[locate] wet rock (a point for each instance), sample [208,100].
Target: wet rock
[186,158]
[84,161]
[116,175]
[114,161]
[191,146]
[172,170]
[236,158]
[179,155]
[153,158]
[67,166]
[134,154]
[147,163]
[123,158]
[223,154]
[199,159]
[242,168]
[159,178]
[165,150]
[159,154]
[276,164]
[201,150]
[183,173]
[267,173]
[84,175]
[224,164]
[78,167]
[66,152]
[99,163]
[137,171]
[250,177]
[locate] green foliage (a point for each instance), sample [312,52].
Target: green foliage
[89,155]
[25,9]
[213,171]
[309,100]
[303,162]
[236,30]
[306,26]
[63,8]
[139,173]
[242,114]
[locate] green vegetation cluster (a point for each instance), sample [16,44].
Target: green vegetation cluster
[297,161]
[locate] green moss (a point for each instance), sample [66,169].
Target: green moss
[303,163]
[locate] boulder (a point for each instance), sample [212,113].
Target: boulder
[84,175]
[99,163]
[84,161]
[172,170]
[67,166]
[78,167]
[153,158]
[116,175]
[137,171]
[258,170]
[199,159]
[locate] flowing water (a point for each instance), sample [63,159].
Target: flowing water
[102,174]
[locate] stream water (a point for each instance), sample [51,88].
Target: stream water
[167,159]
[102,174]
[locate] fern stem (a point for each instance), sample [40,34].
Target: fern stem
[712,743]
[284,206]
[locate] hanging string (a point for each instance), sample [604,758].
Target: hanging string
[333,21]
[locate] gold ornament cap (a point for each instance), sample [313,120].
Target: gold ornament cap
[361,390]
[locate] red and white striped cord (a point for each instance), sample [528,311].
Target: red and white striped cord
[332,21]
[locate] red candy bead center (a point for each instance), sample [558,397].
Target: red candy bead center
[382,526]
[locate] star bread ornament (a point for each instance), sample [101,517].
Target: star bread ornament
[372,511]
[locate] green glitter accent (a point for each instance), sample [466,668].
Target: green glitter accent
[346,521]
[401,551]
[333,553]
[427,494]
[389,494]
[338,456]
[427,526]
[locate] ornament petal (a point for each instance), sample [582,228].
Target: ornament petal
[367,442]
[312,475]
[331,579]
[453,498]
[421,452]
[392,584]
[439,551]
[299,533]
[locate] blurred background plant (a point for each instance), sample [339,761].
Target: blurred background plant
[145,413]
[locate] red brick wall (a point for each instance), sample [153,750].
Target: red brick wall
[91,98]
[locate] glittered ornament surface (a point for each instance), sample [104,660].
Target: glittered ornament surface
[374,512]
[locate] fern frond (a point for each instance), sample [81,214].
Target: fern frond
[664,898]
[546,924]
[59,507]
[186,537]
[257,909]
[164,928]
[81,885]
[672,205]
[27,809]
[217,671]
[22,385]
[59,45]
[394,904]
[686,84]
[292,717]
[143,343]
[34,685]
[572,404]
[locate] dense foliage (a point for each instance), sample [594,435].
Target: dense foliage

########

- **What to work on**
Give exactly the lines from the one with "[locate] hanging string" to the end of the entries, nothing before them.

- **Result below**
[locate] hanging string (a point for each instance), sample [604,758].
Target: hanging string
[333,21]
[locate] gold ornament cap (a point for each instance), sample [313,120].
Target: gold ornament cap
[361,390]
[locate] red and white striped cord (a point for each instance), sample [528,311].
Target: red and white striped cord
[332,21]
[locate] red candy bead center (a point for each instance), sample [558,397].
Target: red candy bead center
[382,526]
[locate] star bread ornament (a point for each instance), sample [101,517].
Target: star bread ornament
[372,511]
[locate] green glitter accent (a point for each instance), sample [466,668].
Target: green glitter accent
[346,521]
[401,551]
[333,553]
[427,494]
[389,494]
[338,456]
[427,526]
[locate] ornament petal (a point for each instance), sample [582,228].
Target: ornament petal
[367,442]
[312,475]
[331,579]
[453,498]
[421,452]
[392,584]
[439,551]
[299,533]
[locate] blurred background plant (a point for each instance), sample [339,761].
Target: blurred background plant
[145,413]
[locate] red brick wall (a point for each instance), sample [153,750].
Target: red brick wall
[91,98]
[locate] glittered ornament surface (a point for each instance), sample [104,660].
Target: glittered ornament surface
[374,512]
[locate] fern frond (a point for each instance), sample [81,214].
Target: fern frond
[664,898]
[546,924]
[59,507]
[186,537]
[257,909]
[164,928]
[81,885]
[672,205]
[27,809]
[217,671]
[22,385]
[59,45]
[394,904]
[686,84]
[292,717]
[143,343]
[34,685]
[572,404]
[locate] dense foliage (a point for each instance), sample [594,435].
Target: dense foliage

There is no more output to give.